WHAT THE TASK REQUIRES: Within the entries that follow, show each line where the word "below" occurs.

+-------+

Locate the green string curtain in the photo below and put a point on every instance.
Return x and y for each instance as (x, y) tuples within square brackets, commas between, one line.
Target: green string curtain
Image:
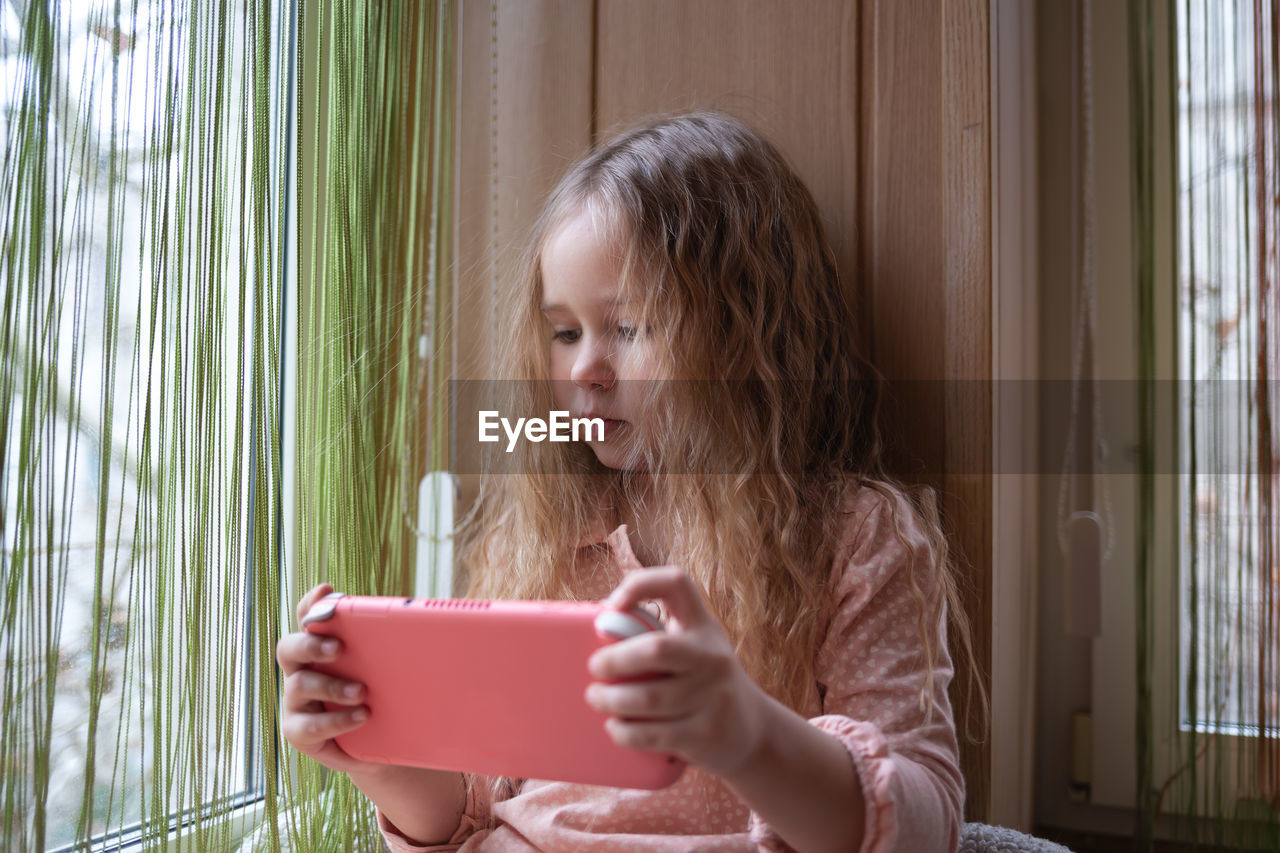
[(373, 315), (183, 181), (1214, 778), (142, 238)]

+-------+

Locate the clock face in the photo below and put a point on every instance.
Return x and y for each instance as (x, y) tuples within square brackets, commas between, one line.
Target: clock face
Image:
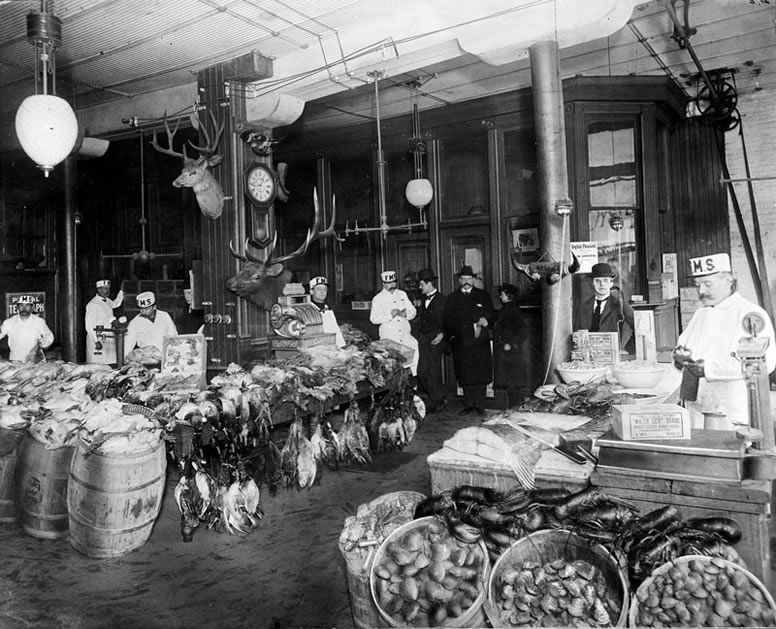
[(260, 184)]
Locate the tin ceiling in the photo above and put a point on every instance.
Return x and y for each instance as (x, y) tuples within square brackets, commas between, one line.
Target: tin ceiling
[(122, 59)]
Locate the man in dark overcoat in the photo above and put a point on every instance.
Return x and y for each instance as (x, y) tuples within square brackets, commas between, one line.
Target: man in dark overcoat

+-------+

SOLUTION TO THIS EXERCISE:
Locate the green string curtain in the photo below and put a point on every instance.
Locate the clock face in the photo below and put a point on every instance.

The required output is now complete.